## Selected text
That said, TSL is actually really fun for the novelty just because of how insanely broken and unbalanced it is. I started in close proximity to two other civs in my most recent game. Grabbed one settler right of the bat - nice, free settler. The other one I managed to almost completely block off, so he was easy to conquest. Then in all of Africa there was only Mansu Musa, who for some reason couldn't be bothered to settle much, so I got the lion's share of the best bits of Africa for free too. Then after exploring I realised South America was also almost completely unoccupied, and thanks to a bunch of forest fires over the centuries, the base rainforest yields in SA were the most bonkers I've ever seen in a civ game by far. It was a deity game but almost like I was playing on Warlord or something...
View attachment 594786

It was some of the most fun I've had in Civ for a good while, to be fair. I won a culture victory super early, and then once I conolised SA I won a science victory from one city I settled there just for the fun (turns out being surrounded by 8 food 7 production tiles will make a city grow quite quickly). But TSL is completely unviable to play an even remotely balanced game unless you invest half an hour to set it up properly, and even then it won't be very balanced.

I made a topic about the yields on that map a while ago. I had amazon tiles giving me 15 production and 14 food if I remember correctly. My cities were bonkers.
 
Yes, you can. You just multiply them together. If Event A has a 10% of occurring and Event B has a 20% chance occurring, you just multiply them together, giving you 2%. That's all you were doing previously anyway. If the two games were identical, you could even just lump them together as if they were one big game, it doesn't matter (you couldn't because the second game had more slots but fewer NW civs to choose from).

I misread the first post. I thought you were just trying to arrive at the odds for a single game, not for both of his games and I thought you were just adding together different maps sizes even though he had played one of them. I attribute it to posting too late.
 
This is why the devs have that trick where they put all the Americas civs in a leader pool and then having a different leader pool for the rest. Then they apply the Americas leader pool to a certain number of civs to guarantee there will always be a civ in the Americas.

## Provided information
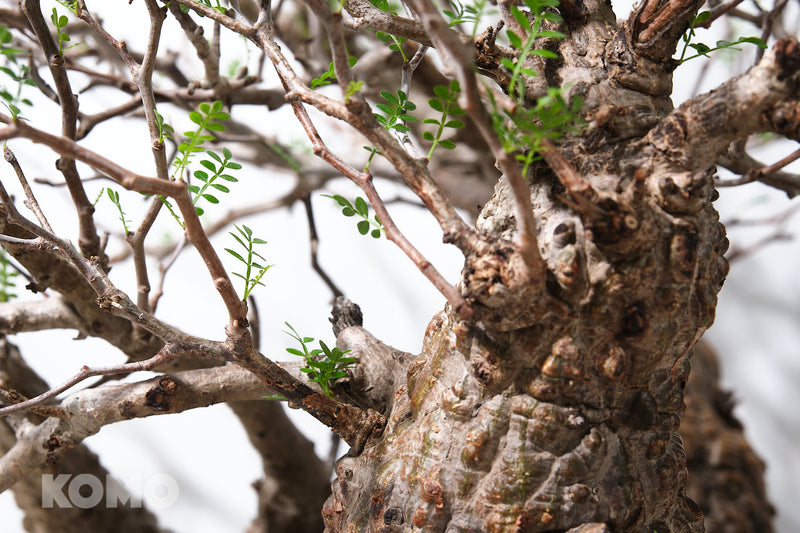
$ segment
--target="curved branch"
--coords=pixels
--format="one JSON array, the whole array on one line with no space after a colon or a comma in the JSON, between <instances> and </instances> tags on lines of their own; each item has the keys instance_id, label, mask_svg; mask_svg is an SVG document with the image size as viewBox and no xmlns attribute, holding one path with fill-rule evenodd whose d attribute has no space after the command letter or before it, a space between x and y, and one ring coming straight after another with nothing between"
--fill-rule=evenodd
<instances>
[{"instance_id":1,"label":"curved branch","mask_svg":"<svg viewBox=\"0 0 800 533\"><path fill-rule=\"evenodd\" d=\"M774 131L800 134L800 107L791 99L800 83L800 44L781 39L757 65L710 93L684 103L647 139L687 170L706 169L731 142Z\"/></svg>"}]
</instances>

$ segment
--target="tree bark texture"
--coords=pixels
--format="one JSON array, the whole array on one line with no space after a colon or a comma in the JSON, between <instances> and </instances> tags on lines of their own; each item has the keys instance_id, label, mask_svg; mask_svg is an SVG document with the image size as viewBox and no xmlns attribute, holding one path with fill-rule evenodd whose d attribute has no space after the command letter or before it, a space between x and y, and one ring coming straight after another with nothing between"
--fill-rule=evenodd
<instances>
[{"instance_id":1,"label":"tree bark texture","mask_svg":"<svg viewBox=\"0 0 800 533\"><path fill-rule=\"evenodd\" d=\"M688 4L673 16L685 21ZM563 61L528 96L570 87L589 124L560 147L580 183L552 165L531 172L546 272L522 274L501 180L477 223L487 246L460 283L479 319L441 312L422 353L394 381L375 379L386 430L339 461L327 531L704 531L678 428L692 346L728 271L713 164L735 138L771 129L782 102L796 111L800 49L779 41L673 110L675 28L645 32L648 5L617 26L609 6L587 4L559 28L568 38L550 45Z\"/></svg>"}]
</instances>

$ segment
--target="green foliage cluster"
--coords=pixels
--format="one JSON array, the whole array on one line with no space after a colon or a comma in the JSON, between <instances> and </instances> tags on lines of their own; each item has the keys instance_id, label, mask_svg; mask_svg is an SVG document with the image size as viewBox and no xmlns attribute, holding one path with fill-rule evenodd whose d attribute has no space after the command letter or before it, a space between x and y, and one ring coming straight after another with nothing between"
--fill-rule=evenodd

## Exercise requirements
Continue the forum discussion above about Civ true start location maps, beginning after its last post on the separate leader pool for Americas civs.

## Final answer
This is why the devs have that trick where they put all the Americas civs in a leader pool and then having a different leader pool for the rest. Then they apply the Americas leader pool to a certain number of civs to guarantee there will always be a civ in the Americas.
Since there are two leader pools I guess you technically do it with African civs too. That way you are at least guaranteed to get one from the Americas and Africa, because most likely one from Europe and Asia will always be present with random leaders enabled.
 
This is why the devs have that trick where they put all the Americas civs in a leader pool and then having a different leader pool for the rest. Then they apply the Americas leader pool to a certain number of civs to guarantee there will always be a civ in the Americas.
I think it was the Eurasian civs, at least that was what I was told. Europe tends to get a bit crazy.
 
For those trying to do the math here, treating starts as Bernoulli trials is the right way to compute this probability. I’ll try to have it in a bit.
 
Also, as I was thinking about it... this is more complicated than it first appears! My assumption is that the leaders each have equal probability of appearing (mostly), so 54 should be in the denominator. The inclusion of multiple leaders for a single civ or multiple civs for a leaders definitely complicates it though.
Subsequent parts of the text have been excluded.